Goal:
Format every line of the data below as a Markdown table with two columns, Row and Text, giving each line its own number and leaving out blank lines.

Data excerpts:
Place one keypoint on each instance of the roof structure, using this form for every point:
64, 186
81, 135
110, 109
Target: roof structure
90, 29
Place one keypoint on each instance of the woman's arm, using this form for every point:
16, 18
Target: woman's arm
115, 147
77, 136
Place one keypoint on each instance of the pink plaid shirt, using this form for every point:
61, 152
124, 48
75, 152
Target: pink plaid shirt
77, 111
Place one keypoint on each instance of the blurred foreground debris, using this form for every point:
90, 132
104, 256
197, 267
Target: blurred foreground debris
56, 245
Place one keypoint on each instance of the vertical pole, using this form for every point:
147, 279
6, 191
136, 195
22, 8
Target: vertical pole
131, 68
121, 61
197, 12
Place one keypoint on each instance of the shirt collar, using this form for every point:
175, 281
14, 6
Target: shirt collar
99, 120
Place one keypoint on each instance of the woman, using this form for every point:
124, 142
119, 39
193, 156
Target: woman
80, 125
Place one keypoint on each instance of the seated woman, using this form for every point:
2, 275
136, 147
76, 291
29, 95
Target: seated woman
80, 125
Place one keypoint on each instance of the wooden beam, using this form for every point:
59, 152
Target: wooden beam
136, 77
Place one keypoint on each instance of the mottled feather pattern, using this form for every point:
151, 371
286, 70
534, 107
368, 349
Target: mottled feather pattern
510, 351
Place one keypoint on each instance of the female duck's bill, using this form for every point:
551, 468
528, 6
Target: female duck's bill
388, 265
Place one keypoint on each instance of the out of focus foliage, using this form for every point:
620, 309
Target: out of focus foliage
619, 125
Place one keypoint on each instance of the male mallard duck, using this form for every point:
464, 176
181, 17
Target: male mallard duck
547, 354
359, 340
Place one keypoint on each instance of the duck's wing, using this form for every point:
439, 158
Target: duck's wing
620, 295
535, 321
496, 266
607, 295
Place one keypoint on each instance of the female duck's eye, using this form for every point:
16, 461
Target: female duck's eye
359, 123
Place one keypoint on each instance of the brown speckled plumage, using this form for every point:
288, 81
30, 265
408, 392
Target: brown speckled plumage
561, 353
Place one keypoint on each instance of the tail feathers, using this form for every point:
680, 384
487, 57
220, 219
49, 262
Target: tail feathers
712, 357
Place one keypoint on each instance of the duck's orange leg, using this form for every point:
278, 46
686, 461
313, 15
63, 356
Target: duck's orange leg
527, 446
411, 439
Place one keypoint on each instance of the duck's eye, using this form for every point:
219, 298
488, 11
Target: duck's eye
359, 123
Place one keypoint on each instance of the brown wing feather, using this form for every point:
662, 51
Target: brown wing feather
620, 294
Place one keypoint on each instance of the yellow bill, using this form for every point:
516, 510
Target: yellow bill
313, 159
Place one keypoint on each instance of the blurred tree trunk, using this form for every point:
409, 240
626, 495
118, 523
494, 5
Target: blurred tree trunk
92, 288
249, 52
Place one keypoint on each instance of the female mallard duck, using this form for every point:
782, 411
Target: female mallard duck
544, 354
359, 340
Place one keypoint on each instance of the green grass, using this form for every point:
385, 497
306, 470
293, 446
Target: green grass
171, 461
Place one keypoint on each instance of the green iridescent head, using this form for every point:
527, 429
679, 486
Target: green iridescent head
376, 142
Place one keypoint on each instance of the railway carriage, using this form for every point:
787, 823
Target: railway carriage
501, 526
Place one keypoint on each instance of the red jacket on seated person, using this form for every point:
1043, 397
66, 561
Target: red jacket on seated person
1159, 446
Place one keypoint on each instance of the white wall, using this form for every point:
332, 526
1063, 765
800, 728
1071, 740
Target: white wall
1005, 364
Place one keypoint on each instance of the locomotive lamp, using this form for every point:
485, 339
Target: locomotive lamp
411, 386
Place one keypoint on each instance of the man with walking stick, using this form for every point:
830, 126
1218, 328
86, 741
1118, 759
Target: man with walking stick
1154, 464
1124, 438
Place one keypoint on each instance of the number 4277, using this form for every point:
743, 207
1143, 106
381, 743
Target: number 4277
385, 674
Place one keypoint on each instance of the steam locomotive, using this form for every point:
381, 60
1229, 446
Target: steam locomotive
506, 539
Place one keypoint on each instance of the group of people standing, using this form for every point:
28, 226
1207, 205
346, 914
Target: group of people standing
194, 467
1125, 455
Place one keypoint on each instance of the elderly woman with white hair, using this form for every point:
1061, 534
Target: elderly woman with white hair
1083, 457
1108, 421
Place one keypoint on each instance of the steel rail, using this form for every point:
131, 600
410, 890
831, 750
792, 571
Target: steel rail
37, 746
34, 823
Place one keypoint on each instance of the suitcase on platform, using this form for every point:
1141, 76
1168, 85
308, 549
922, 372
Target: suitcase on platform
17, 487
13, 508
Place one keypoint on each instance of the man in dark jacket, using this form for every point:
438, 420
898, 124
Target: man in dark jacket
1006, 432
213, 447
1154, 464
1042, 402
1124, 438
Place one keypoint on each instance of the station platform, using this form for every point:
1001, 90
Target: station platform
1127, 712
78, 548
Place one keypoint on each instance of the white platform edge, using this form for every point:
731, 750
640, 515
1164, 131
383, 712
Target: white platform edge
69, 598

Reply:
| Row | Text |
|---|---|
| 1 | Place one keypoint on each instance of the roof structure, using this form for every point: |
| 2 | 64, 186 |
| 3 | 81, 135 |
| 4 | 110, 109 |
| 5 | Target: roof structure |
| 6 | 90, 29 |
| 7 | Place one keypoint on each instance of the woman's arm, using this form for every point: |
| 8 | 16, 18 |
| 9 | Target: woman's arm |
| 10 | 115, 147 |
| 11 | 77, 136 |
| 12 | Place one keypoint on each instance of the pink plaid shirt, using this form for every point: |
| 13 | 61, 152 |
| 14 | 124, 48 |
| 15 | 75, 152 |
| 16 | Target: pink plaid shirt |
| 17 | 77, 111 |
| 18 | Place one keypoint on each instance of the blurred foreground debris, using this form for every point: |
| 19 | 90, 132 |
| 20 | 104, 256 |
| 21 | 197, 267 |
| 22 | Target: blurred foreground debris |
| 23 | 56, 245 |
| 24 | Place one keypoint on each instance of the vertical pole, using this form for every point: |
| 25 | 147, 279 |
| 26 | 6, 191 |
| 27 | 136, 195 |
| 28 | 22, 8 |
| 29 | Target: vertical pole |
| 30 | 131, 68 |
| 31 | 121, 61 |
| 32 | 197, 12 |
| 33 | Place one keypoint on each instance of the shirt collar, using this form for every point: |
| 34 | 175, 281 |
| 35 | 14, 6 |
| 36 | Target: shirt collar |
| 37 | 99, 120 |
| 38 | Place one keypoint on each instance of the woman, using this form for every point: |
| 39 | 124, 142 |
| 40 | 119, 39 |
| 41 | 193, 156 |
| 42 | Target: woman |
| 43 | 80, 125 |
| 44 | Place one keypoint on each instance of the seated woman, using this form for every point: |
| 45 | 2, 275 |
| 46 | 136, 147 |
| 47 | 76, 291 |
| 48 | 29, 95 |
| 49 | Target: seated woman |
| 50 | 80, 125 |
| 51 | Place one keypoint on each instance of the wooden beam, using this form for every point: |
| 52 | 59, 152 |
| 53 | Target: wooden beam |
| 54 | 136, 77 |
| 55 | Place one keypoint on each instance of the mottled feather pattern, using this form for every point: |
| 56 | 151, 371 |
| 57 | 286, 70 |
| 58 | 534, 107 |
| 59 | 368, 349 |
| 60 | Target: mottled feather pattern |
| 61 | 510, 351 |
| 62 | Place one keypoint on each instance of the female duck's bill, using this form for every point: |
| 63 | 551, 468 |
| 64 | 528, 6 |
| 65 | Target: female duck's bill |
| 66 | 388, 265 |
| 67 | Place one keypoint on each instance of the out of focus foliage, using this form for every point: |
| 68 | 620, 309 |
| 69 | Target: out of focus foliage |
| 70 | 619, 125 |
| 71 | Place one keypoint on each instance of the male mallard duck, using this form for every point: |
| 72 | 464, 176 |
| 73 | 181, 17 |
| 74 | Target: male mallard duck |
| 75 | 547, 354 |
| 76 | 359, 340 |
| 77 | Place one keypoint on each instance of the duck's wing, using this form for every point: |
| 78 | 439, 158 |
| 79 | Target: duck's wing |
| 80 | 620, 295 |
| 81 | 535, 321 |
| 82 | 496, 266 |
| 83 | 607, 295 |
| 84 | Place one keypoint on each instance of the female duck's eye, using this form for every point: |
| 85 | 16, 461 |
| 86 | Target: female duck's eye |
| 87 | 359, 123 |
| 88 | Place one keypoint on each instance of the brown speckled plumage, using this form for every point: |
| 89 | 288, 81 |
| 90 | 30, 265 |
| 91 | 408, 392 |
| 92 | Target: brown speckled plumage |
| 93 | 561, 353 |
| 94 | Place one keypoint on each instance of the tail feathers, using this form for every point: |
| 95 | 680, 384 |
| 96 | 487, 57 |
| 97 | 220, 219 |
| 98 | 49, 262 |
| 99 | Target: tail feathers |
| 100 | 712, 357 |
| 101 | Place one keypoint on each instance of the duck's orange leg, using this form for every point: |
| 102 | 278, 46 |
| 103 | 686, 461 |
| 104 | 313, 15 |
| 105 | 63, 356 |
| 106 | Target: duck's orange leg |
| 107 | 527, 446 |
| 108 | 411, 439 |
| 109 | Place one keypoint on each instance of the duck's eye, using this form for every point: |
| 110 | 219, 298 |
| 111 | 488, 11 |
| 112 | Target: duck's eye |
| 113 | 359, 123 |
| 114 | Place one keypoint on each instance of the brown wing feather, using this form for every point: |
| 115 | 662, 51 |
| 116 | Target: brown wing feather |
| 117 | 620, 294 |
| 118 | Place one keypoint on each instance of the yellow bill, using this form for every point: |
| 119 | 516, 510 |
| 120 | Target: yellow bill |
| 121 | 313, 159 |
| 122 | Place one keypoint on each instance of the blurred tree trunk, using this form for every point: |
| 123 | 409, 240 |
| 124 | 626, 495 |
| 125 | 118, 523 |
| 126 | 494, 5 |
| 127 | Target: blurred tree trunk |
| 128 | 92, 288 |
| 129 | 249, 52 |
| 130 | Place one keypoint on each instance of the female mallard duck, using this form for every point: |
| 131 | 782, 411 |
| 132 | Target: female mallard duck |
| 133 | 544, 354 |
| 134 | 359, 340 |
| 135 | Place one keypoint on each instance of the green grass, using this form for every point: |
| 136 | 385, 497 |
| 137 | 306, 470 |
| 138 | 293, 446 |
| 139 | Target: green grass |
| 140 | 171, 461 |
| 141 | Place one keypoint on each instance of the green iridescent head, using this form for every point: |
| 142 | 527, 429 |
| 143 | 679, 486 |
| 144 | Target: green iridescent head |
| 145 | 376, 142 |
| 146 | Place one keypoint on each instance of the railway carriage, using this form for every point: |
| 147 | 787, 823 |
| 148 | Target: railway carriage |
| 149 | 501, 526 |
| 150 | Place one keypoint on each instance of the red jacket on seated person, using this form for every point: |
| 151 | 1043, 397 |
| 152 | 66, 561 |
| 153 | Target: red jacket on seated person |
| 154 | 1159, 446 |
| 155 | Place one keypoint on each instance of the white wall, using this form for every point: |
| 156 | 332, 526 |
| 157 | 1063, 765 |
| 158 | 800, 728 |
| 159 | 1071, 740 |
| 160 | Target: white wall |
| 161 | 1005, 364 |
| 162 | Place one keypoint on each instance of the locomotive lamp, using this form for every point: |
| 163 | 485, 339 |
| 164 | Target: locomotive lamp |
| 165 | 411, 386 |
| 166 | Place one keypoint on each instance of the man with walking stick, using this form for every point: |
| 167 | 830, 126 |
| 168 | 1218, 328 |
| 169 | 86, 741 |
| 170 | 1118, 759 |
| 171 | Target: man with walking stick |
| 172 | 1154, 464 |
| 173 | 1124, 438 |
| 174 | Place one keypoint on each instance of the number 4277, using this form for every point: |
| 175 | 743, 207 |
| 176 | 1143, 106 |
| 177 | 381, 743 |
| 178 | Target: number 4277 |
| 179 | 385, 674 |
| 180 | Place one keypoint on each instance of the steam locomotive, using this form for every point: |
| 181 | 381, 60 |
| 182 | 1229, 446 |
| 183 | Target: steam locomotive |
| 184 | 506, 539 |
| 185 | Place one keypoint on each instance of the group of people standing, using this form for every point: |
| 186 | 28, 226 |
| 187 | 1207, 205 |
| 188 | 346, 914 |
| 189 | Target: group of people standing |
| 190 | 194, 467 |
| 191 | 1125, 455 |
| 192 | Place one keypoint on each instance of the elderly woman with white hair, using this form for every point: |
| 193 | 1061, 534 |
| 194 | Target: elderly woman with white hair |
| 195 | 1083, 457 |
| 196 | 1108, 421 |
| 197 | Place one keypoint on each instance of the steel rail, using this form for every point: |
| 198 | 131, 600 |
| 199 | 410, 890 |
| 200 | 831, 750 |
| 201 | 792, 571 |
| 202 | Target: steel rail |
| 203 | 37, 746 |
| 204 | 34, 823 |
| 205 | Place one keypoint on each instance of the suitcase on platform, using this form for every point: |
| 206 | 1141, 76 |
| 207 | 1168, 85 |
| 208 | 308, 549 |
| 209 | 922, 372 |
| 210 | Target: suitcase on platform |
| 211 | 17, 487 |
| 212 | 13, 508 |
| 213 | Place one keypoint on each instance of the man in dark jacket, using this form for every point: |
| 214 | 438, 420 |
| 215 | 898, 124 |
| 216 | Target: man in dark jacket |
| 217 | 1006, 432 |
| 218 | 213, 447 |
| 219 | 1154, 464 |
| 220 | 1042, 402 |
| 221 | 1124, 438 |
| 222 | Place one keypoint on each instance of the station platform, using this form for every point: |
| 223 | 1001, 90 |
| 224 | Target: station platform |
| 225 | 1127, 712 |
| 226 | 78, 548 |
| 227 | Place one keypoint on each instance of the white platform edge, using this form for every point: |
| 228 | 731, 750 |
| 229 | 640, 515 |
| 230 | 1164, 131 |
| 231 | 383, 712 |
| 232 | Target: white platform edge |
| 233 | 69, 598 |